(Records of labeled points)

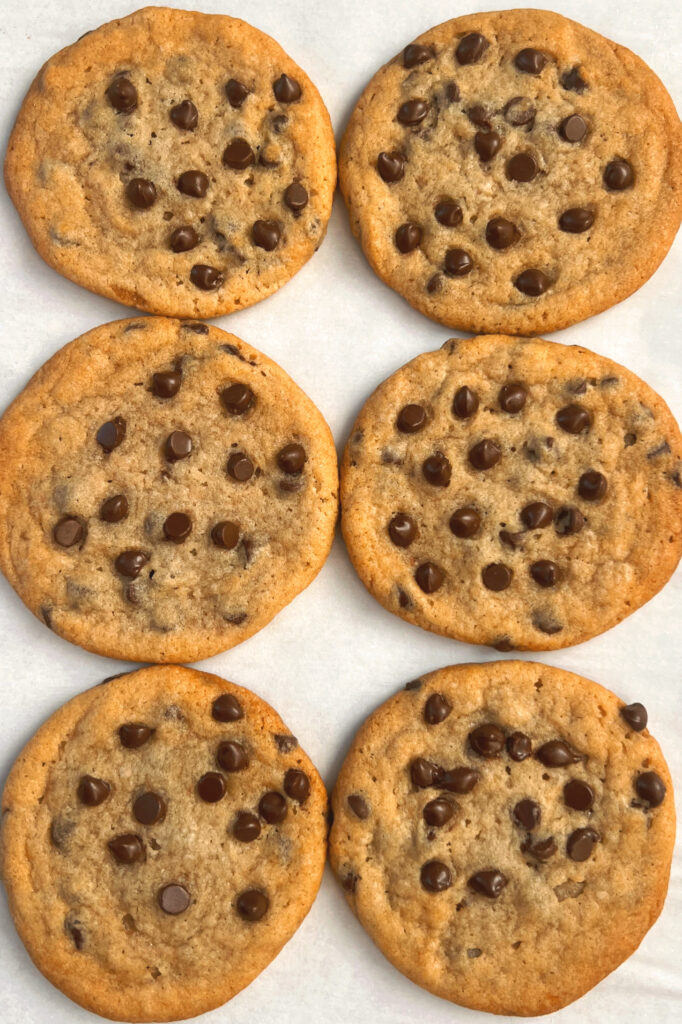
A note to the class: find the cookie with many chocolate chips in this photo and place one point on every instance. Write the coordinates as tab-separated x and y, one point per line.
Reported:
512	853
514	493
166	489
145	869
176	162
513	172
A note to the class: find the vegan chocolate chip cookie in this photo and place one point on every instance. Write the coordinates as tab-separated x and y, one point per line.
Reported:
513	493
166	489
513	172
177	162
504	832
163	837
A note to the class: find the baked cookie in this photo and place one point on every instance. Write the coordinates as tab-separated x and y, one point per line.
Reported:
163	837
177	162
504	832
514	172
166	489
513	493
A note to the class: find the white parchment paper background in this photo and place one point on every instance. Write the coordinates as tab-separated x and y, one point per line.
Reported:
334	654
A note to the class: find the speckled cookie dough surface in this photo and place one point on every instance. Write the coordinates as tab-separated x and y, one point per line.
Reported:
504	832
163	837
513	172
166	489
177	162
514	493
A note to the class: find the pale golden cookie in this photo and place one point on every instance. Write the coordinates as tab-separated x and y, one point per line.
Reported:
504	832
514	493
177	162
166	489
513	172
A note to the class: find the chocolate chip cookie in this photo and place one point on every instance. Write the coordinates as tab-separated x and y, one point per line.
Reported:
513	172
513	493
166	489
504	832
163	837
177	162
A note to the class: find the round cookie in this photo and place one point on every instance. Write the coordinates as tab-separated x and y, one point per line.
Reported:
513	172
176	162
163	837
504	832
513	493
166	489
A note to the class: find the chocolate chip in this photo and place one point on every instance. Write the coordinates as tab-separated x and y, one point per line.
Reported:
408	238
206	278
519	111
173	898
529	61
246	827
579	795
297	784
390	166
429	577
134	734
581	842
650	786
265	235
240	467
150	808
226	709
619	175
127	849
486	144
437	470
592	485
112	433
92	792
636	716
69	531
413	112
465	522
458	263
296	197
545	572
512	397
501	233
232	757
487	884
487	739
471	48
518	747
484	455
497	577
238	155
531	283
526	814
436	710
568	521
130	563
465	402
573	419
557	754
122	94
185	116
287	89
572	129
252	904
402	529
141	194
236	92
435	877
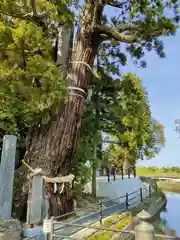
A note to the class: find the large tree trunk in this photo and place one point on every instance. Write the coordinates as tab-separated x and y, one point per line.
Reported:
52	147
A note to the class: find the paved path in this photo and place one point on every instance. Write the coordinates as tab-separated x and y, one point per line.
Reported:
69	230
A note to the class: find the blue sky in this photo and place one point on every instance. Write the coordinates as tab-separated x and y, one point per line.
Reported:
161	77
162	80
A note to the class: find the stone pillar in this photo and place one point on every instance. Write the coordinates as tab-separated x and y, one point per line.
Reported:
144	230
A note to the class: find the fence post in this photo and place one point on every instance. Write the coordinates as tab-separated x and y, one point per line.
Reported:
144	230
127	205
156	187
48	229
150	191
101	213
52	229
141	196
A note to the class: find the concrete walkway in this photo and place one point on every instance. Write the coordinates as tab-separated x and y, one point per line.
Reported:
69	230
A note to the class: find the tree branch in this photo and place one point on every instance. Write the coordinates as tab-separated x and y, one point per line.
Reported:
115	34
116	4
30	17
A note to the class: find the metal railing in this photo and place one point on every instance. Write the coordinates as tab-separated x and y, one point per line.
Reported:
102	211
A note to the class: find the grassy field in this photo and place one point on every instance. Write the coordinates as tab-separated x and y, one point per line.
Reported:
158	172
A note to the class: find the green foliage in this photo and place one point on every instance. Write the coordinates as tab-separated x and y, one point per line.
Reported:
31	85
140	24
137	133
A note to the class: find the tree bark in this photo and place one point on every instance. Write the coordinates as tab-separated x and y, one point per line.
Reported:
94	169
52	147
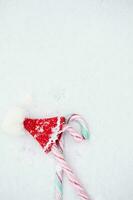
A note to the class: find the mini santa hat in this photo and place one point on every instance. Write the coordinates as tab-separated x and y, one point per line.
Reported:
46	131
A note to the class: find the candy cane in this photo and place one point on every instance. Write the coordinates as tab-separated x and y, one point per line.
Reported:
49	134
60	158
59	176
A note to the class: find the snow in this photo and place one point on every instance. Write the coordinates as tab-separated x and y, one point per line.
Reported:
71	57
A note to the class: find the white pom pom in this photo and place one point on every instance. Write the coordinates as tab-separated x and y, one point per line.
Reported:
13	122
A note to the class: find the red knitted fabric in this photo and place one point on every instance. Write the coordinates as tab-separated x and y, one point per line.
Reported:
46	131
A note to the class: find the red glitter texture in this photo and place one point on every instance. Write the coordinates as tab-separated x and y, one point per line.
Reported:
42	130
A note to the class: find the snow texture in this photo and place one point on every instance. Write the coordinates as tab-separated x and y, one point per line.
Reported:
72	57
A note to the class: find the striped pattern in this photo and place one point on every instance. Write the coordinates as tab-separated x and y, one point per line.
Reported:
64	167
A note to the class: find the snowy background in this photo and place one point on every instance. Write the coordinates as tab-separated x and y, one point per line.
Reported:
71	56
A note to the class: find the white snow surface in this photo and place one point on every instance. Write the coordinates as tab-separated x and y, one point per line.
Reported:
71	57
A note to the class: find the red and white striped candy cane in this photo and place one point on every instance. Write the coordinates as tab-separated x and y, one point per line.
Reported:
64	165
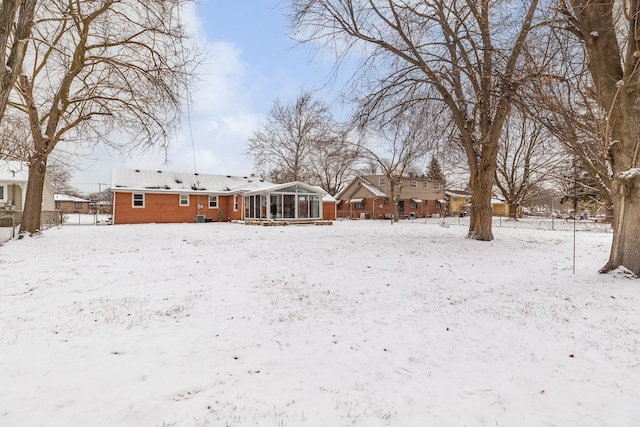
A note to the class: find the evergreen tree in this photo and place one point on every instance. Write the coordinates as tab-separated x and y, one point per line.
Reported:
434	171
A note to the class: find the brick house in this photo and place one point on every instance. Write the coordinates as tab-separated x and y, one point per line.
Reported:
70	204
458	202
143	196
369	197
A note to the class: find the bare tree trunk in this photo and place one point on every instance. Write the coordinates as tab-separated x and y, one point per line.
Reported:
513	211
33	199
625	194
481	219
18	33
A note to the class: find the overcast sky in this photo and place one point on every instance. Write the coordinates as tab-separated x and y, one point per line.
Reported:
251	62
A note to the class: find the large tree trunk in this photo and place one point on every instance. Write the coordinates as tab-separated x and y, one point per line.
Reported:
13	43
625	247
481	212
513	211
33	199
625	193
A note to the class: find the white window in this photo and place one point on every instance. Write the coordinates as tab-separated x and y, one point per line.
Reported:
138	200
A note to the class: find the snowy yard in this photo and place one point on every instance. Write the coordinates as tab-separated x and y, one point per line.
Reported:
359	323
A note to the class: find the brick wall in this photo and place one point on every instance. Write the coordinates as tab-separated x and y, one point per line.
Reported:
70	207
166	208
376	209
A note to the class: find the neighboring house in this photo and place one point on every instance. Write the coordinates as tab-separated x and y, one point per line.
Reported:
14	176
498	208
369	197
100	207
70	204
143	196
458	202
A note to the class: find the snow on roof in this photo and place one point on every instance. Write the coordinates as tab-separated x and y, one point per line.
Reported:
173	182
277	187
68	198
13	171
373	189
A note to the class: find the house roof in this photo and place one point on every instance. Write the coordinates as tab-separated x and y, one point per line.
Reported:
176	182
68	198
362	181
13	171
277	187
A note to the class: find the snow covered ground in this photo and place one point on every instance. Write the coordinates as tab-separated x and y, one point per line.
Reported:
358	323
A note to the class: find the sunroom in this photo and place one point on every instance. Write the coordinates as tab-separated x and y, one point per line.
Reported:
290	201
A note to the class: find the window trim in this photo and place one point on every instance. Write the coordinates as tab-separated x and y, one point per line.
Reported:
141	199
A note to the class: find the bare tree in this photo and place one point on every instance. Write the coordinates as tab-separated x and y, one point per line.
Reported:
60	177
302	142
397	147
526	161
470	56
610	33
110	72
434	171
333	162
16	20
574	116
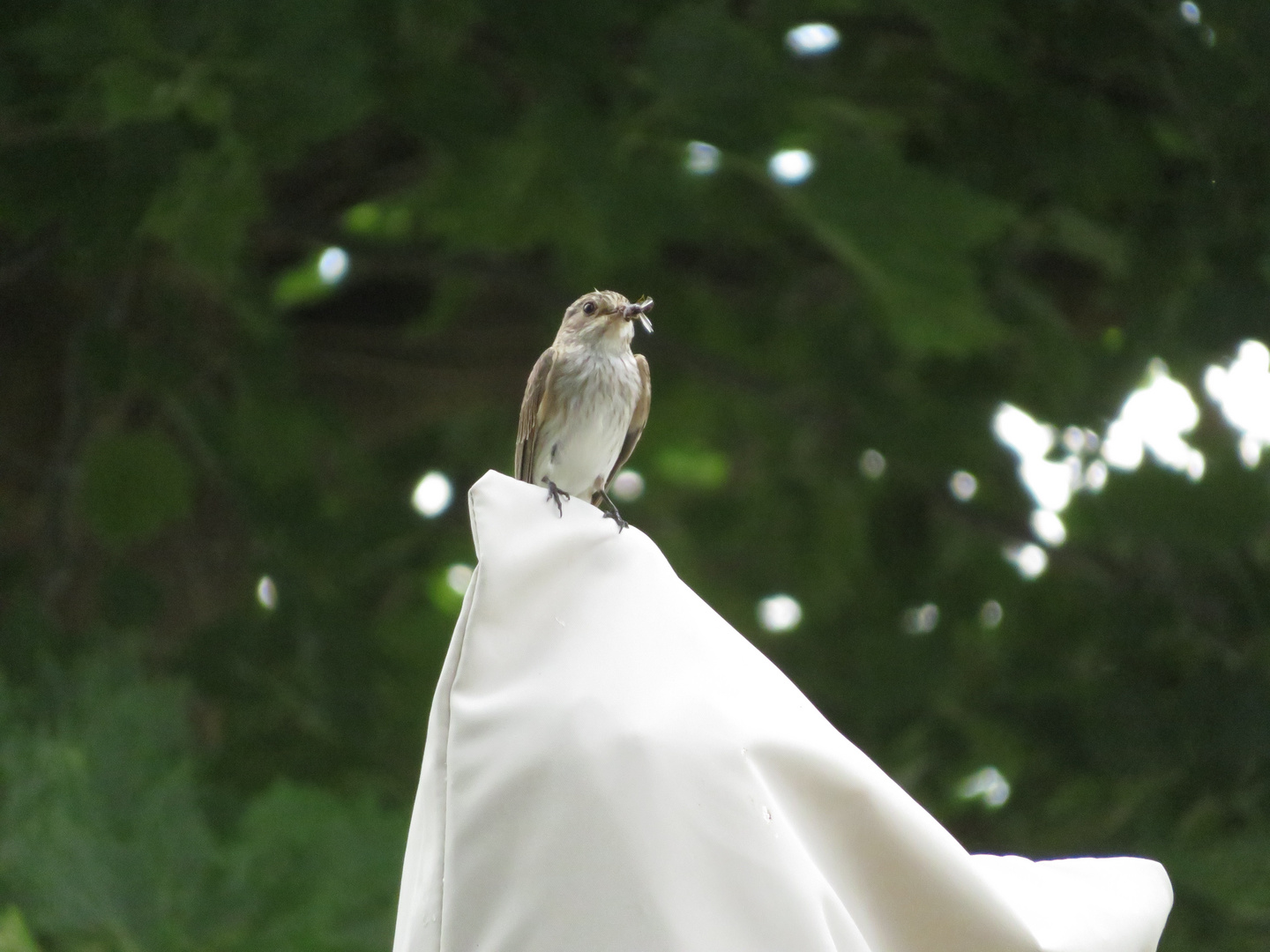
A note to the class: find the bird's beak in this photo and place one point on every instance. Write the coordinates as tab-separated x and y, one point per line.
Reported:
639	310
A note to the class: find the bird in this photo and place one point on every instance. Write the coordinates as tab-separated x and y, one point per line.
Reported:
586	403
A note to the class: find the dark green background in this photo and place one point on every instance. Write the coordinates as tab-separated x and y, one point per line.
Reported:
1013	201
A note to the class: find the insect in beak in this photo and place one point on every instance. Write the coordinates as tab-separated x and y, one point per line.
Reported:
639	310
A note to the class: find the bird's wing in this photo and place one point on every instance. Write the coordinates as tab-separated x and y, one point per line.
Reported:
639	419
534	410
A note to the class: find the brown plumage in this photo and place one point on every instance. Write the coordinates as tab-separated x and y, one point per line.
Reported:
587	401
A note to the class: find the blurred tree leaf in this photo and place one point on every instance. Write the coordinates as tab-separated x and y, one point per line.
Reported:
911	239
133	485
14	934
204	213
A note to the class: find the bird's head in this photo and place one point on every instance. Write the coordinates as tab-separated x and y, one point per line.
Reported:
605	315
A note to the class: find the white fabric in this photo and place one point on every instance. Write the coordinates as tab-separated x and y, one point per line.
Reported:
609	767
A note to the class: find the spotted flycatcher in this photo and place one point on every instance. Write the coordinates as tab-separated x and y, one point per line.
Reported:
586	403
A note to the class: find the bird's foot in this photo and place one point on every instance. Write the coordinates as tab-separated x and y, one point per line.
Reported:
554	495
612	510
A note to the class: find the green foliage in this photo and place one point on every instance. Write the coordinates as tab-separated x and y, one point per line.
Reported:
133	485
106	842
14	934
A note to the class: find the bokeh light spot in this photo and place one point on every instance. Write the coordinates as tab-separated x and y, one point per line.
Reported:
780	614
333	265
432	494
459	576
791	165
811	40
628	487
963	485
1243	391
267	593
921	620
1154	420
987	785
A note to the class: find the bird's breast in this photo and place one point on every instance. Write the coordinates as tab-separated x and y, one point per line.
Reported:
594	398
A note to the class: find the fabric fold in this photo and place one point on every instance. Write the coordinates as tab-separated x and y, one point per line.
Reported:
609	767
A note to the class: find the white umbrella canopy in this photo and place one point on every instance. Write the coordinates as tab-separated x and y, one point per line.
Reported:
609	767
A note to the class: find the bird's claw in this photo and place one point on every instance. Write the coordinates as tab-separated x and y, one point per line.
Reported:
554	495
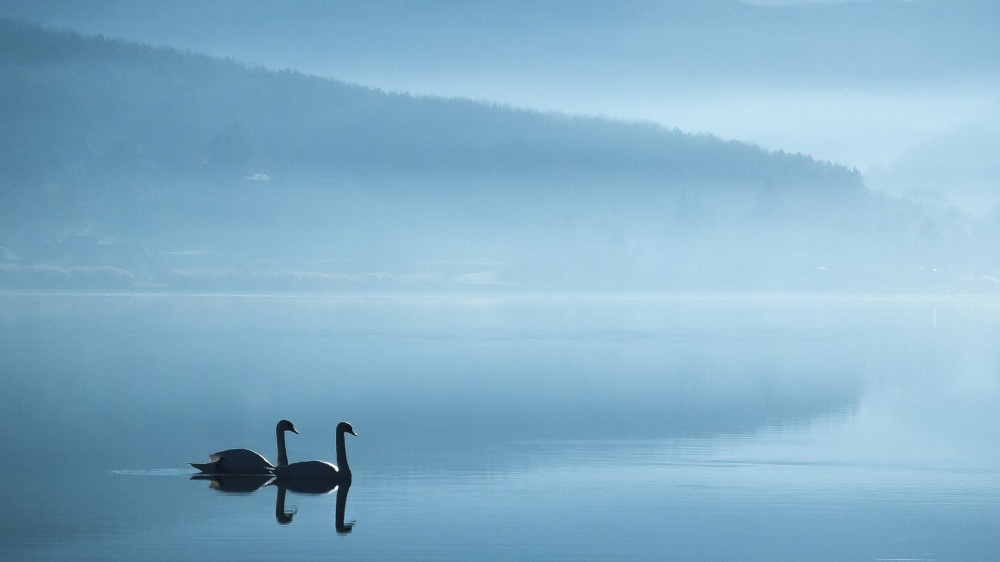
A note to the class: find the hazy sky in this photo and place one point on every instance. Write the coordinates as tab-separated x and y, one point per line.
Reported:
880	85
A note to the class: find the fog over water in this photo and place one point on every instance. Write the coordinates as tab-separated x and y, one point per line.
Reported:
693	280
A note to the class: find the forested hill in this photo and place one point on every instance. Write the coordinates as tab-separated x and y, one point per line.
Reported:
146	167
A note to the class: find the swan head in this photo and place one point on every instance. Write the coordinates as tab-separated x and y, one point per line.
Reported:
344	427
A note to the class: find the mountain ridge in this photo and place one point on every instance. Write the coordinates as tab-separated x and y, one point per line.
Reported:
165	154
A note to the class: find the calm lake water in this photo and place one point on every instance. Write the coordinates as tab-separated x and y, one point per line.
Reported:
509	427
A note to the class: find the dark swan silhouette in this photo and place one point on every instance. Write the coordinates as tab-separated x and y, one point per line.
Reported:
300	474
245	461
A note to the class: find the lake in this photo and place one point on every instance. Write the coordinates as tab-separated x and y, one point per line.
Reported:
691	427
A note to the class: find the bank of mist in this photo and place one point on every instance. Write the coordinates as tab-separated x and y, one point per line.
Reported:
127	167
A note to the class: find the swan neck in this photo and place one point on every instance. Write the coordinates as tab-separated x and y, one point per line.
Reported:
282	453
342	454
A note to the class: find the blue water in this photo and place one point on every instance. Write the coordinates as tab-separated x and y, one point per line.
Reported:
505	427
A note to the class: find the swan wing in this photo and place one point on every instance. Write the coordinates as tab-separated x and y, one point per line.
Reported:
240	461
307	470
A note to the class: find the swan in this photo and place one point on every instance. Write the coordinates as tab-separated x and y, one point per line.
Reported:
319	470
245	461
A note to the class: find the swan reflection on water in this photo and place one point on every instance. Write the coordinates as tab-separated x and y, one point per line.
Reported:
285	516
239	484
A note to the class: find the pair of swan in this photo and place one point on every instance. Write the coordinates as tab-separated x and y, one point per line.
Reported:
247	462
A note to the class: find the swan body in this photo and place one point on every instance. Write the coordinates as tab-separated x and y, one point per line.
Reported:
306	471
245	461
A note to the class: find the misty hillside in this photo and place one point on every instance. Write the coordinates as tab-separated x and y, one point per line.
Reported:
125	166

What is needed>
Quote exactly what appears from the line containing "A note to the class: find the pair" through the final line of the listing above, including both of those lines.

Response to the exercise>
A note to the class: find the pair of swan in this photo and place one point on every instance. Write the coordinates as tab-separated x and y, one point per line.
Reported:
247	462
A note to the class: find the swan body in this photo and place one point on every instance. Write the coordinates as tab-separated x and y, one point per line.
Reported:
306	471
245	461
A note to the class: find the misty hillside in this photo and place one point on every instance. Write the coordinates as tab-separated x and y, one point per line.
Reported:
125	166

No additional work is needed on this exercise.